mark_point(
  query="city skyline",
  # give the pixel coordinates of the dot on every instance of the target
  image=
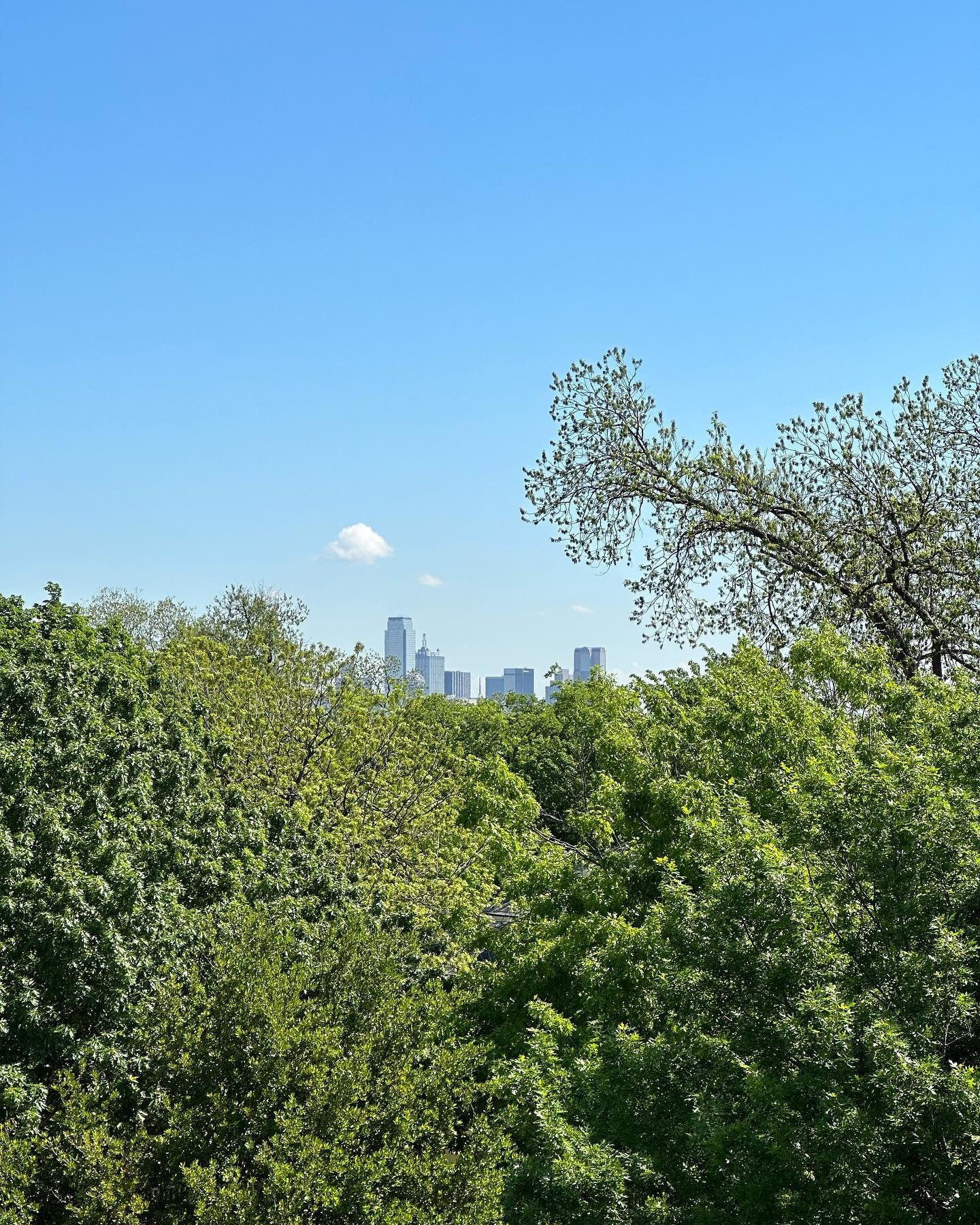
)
(433, 676)
(174, 318)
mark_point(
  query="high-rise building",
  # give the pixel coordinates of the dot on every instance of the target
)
(557, 679)
(431, 667)
(519, 680)
(456, 685)
(399, 647)
(582, 666)
(586, 658)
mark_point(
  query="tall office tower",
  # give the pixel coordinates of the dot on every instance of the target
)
(456, 685)
(519, 680)
(557, 679)
(431, 667)
(399, 646)
(582, 666)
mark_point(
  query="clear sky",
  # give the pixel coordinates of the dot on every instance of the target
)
(271, 270)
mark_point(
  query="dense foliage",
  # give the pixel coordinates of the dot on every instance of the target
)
(277, 947)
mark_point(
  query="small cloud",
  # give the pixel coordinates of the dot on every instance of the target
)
(361, 544)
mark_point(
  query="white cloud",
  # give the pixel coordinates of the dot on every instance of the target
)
(361, 544)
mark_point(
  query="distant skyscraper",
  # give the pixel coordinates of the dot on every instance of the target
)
(586, 658)
(519, 680)
(431, 668)
(399, 646)
(456, 684)
(582, 666)
(557, 679)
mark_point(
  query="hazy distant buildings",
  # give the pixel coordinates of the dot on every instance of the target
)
(457, 685)
(586, 658)
(519, 680)
(557, 679)
(431, 667)
(399, 647)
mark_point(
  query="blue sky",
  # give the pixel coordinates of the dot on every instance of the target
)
(274, 270)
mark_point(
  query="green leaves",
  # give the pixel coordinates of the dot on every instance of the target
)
(849, 519)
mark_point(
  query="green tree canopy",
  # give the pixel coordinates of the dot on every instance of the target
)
(855, 517)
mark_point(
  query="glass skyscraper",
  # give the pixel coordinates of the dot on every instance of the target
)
(399, 647)
(431, 667)
(519, 680)
(586, 658)
(456, 684)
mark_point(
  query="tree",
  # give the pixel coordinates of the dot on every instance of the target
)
(150, 623)
(866, 521)
(749, 977)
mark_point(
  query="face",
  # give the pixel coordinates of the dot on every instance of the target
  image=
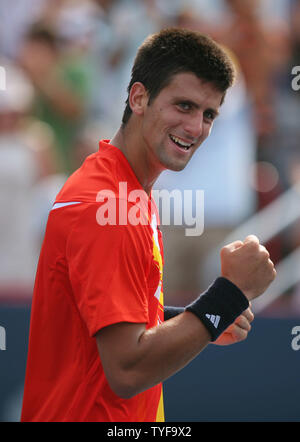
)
(178, 120)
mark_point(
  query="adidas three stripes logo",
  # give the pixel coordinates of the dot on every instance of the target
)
(214, 319)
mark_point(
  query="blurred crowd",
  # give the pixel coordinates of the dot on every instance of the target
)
(67, 65)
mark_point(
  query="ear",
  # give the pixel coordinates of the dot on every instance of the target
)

■ What is asked ■
Transcribe all the lines above exactly, apart from the pictures.

■ Answer in full ■
mark_point(
  query="city skyline",
  # give the pixel coordinates of the dot on every instance of the target
  image=
)
(433, 676)
(174, 318)
mark_point(
  query="high-rise building",
  # give the pixel coordinates of the dot on every instance of the target
)
(557, 679)
(431, 667)
(519, 680)
(456, 685)
(399, 647)
(582, 666)
(586, 658)
mark_point(
  query="tall office tower",
  # give the pixel coordinates of the dot on every instance of the target
)
(456, 685)
(519, 680)
(557, 679)
(431, 667)
(399, 646)
(582, 666)
mark_point(
  query="clear sky",
  # give the pixel coordinates of the dot on every instance of the target
)
(271, 270)
mark_point(
  query="dense foliage",
  # give the pixel coordinates of the dot on every instance of the target
)
(277, 947)
mark_point(
  query="small cloud",
  # give the pixel coordinates of the dot on every instance of the target
)
(361, 544)
mark_point(
  query="white cloud",
  # give the pixel coordinates of the dot on every instance of the target
)
(361, 544)
mark_point(
  query="distant skyscraper",
  # give the pixel coordinates of the dot on every instance of the target
)
(586, 658)
(519, 680)
(431, 668)
(399, 646)
(456, 684)
(582, 666)
(557, 679)
mark_point(
  query="hazy distant buildings",
  # give the pixel coordinates of the dot on every instance of the target
)
(457, 685)
(586, 658)
(519, 680)
(557, 679)
(431, 667)
(399, 647)
mark_point(
  query="blue sky",
  # give the pixel coordinates of the dot on every instance of the target
)
(274, 270)
mark_point(
  query="green leaves",
  # give the pixel coordinates of the dot on every instance of the target
)
(849, 519)
mark_point(
  query="green tree canopy",
  # give the pixel coordinates of the dot on every instance of the target
)
(855, 517)
mark_point(
  query="glass skyscraper",
  # give the pixel coordinates of the dot on every instance of the target
)
(399, 647)
(431, 667)
(519, 680)
(586, 658)
(456, 684)
mark_point(
  query="tree",
  # give the pixel coordinates of the dot on every instance of the target
)
(150, 623)
(866, 521)
(749, 977)
mark_point(
  query="face",
  # give the pixel coordinates of the dot on every instance of the target
  image=
)
(178, 120)
mark_point(
  query="adidas three stripes logo",
  # give the pixel coordinates of the dot on every instance of the target
)
(214, 319)
mark_point(
  query="blurred crowd",
  # give the pixel coordinates of the dot on every instance of the target
)
(67, 65)
mark_point(
  query="ear",
  # give the pixel coordinates of the dot on every instance of the target
)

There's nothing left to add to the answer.